Instructions to follow
Transcribe the lines from the one containing "Task: a point for each instance of the out-of-focus" to the last line, inclusive, word for word. Include no pictures.

==============================

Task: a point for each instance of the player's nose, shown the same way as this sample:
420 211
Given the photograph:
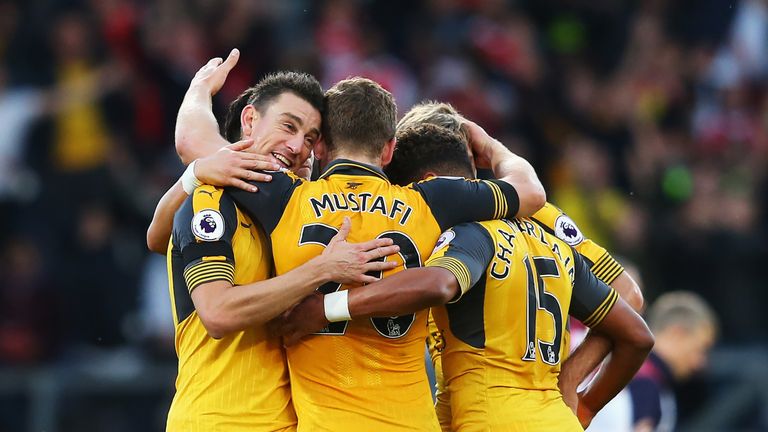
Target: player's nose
295 144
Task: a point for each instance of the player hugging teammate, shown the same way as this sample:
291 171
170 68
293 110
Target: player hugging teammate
357 271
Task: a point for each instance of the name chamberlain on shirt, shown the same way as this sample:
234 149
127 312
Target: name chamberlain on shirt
364 202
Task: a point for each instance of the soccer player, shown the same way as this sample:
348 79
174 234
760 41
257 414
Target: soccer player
370 375
510 286
409 165
232 375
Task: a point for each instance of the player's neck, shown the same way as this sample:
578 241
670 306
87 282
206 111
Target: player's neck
356 157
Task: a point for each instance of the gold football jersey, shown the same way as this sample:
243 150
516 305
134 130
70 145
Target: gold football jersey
365 374
238 382
554 221
502 338
557 223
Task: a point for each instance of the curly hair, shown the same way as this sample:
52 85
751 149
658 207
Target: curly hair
423 148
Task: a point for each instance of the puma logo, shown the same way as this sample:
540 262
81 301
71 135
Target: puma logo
353 185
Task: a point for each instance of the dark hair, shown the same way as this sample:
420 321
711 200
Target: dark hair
422 148
359 115
266 91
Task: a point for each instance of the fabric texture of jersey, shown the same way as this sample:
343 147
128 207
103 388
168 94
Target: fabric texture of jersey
557 223
503 337
238 382
554 221
365 374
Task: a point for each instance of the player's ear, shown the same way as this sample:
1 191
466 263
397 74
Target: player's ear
320 149
248 116
389 150
429 174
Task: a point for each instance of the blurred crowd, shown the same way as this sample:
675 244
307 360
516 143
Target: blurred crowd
647 121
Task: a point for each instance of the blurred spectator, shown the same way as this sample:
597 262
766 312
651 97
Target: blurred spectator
28 306
685 328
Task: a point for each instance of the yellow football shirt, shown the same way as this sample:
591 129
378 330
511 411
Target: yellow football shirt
238 382
502 339
554 221
365 375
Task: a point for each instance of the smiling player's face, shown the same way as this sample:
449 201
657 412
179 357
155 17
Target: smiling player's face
287 130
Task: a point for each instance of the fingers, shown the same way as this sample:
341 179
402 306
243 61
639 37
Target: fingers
379 266
231 61
375 243
291 339
260 164
381 252
343 231
246 174
244 185
240 145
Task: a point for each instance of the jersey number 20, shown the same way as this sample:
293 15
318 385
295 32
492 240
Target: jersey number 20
389 327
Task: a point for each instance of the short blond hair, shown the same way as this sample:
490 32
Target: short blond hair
682 308
360 115
437 113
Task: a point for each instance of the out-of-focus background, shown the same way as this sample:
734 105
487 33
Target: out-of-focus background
647 120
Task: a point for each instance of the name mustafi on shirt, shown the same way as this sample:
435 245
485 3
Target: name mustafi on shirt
364 202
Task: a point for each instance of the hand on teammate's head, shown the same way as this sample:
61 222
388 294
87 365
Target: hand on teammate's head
213 74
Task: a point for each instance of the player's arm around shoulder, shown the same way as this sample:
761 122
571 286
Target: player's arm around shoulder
224 310
509 168
456 264
230 166
603 265
600 307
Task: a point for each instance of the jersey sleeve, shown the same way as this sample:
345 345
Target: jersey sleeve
466 251
203 229
266 206
557 223
458 200
592 299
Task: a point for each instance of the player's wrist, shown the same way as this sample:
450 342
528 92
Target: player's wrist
336 306
189 180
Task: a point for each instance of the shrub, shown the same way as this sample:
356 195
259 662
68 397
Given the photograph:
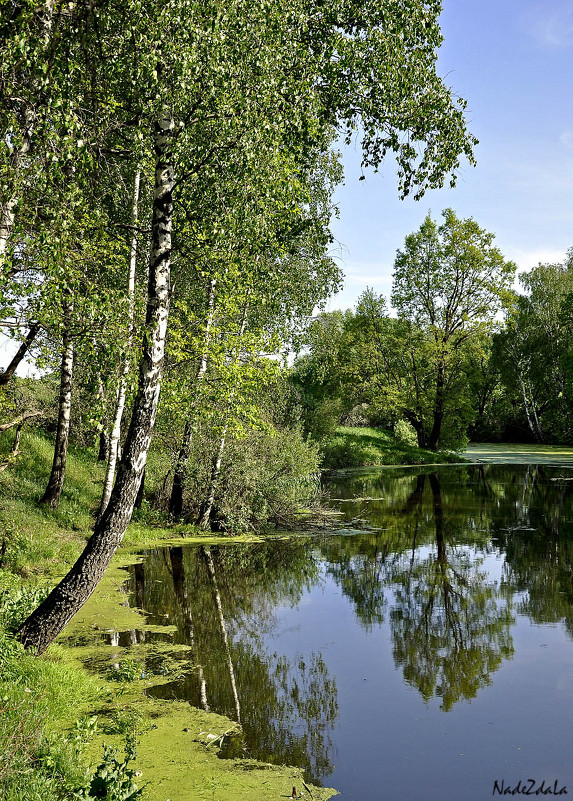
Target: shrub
405 433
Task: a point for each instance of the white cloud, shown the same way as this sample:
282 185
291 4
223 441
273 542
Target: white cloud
552 31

==============================

In response
Task: a point for each instance of the out-of-focus background, shown the same way as this sample:
734 105
487 33
Target: out-of-focus background
647 120
Task: a point for each instance of the name mustafi on shirt, shown the same way as this sample:
435 245
485 3
Target: name mustafi on shirt
364 202
Task: a point for each instance of the hand on teammate's head, shown the same way as this sample:
61 222
388 294
87 365
Target: hand on teammate's head
213 74
Task: a point for each instance of the player's arm around shoulder, shown the same way as this sample:
761 122
571 286
Target: player's arm around shoulder
224 310
509 168
456 264
230 166
603 265
600 307
Task: a point for each instance of the jersey sleeve, shown the same way as this sample:
345 345
Target: jersey sleeve
466 251
203 229
266 206
557 223
458 200
592 299
Task: a point for each instance of the player's wrist, shown the same way as this sample:
450 342
528 92
Target: player's wrist
336 306
189 180
Task: a point for each instance of the shrub, shown the same way as this sample:
356 195
259 662
68 397
Given the photograph:
Target: shrub
405 433
Task: a point for each instance of the white cloud, shown the same way as this sample:
282 185
291 4
223 441
273 542
Target: white cloud
552 31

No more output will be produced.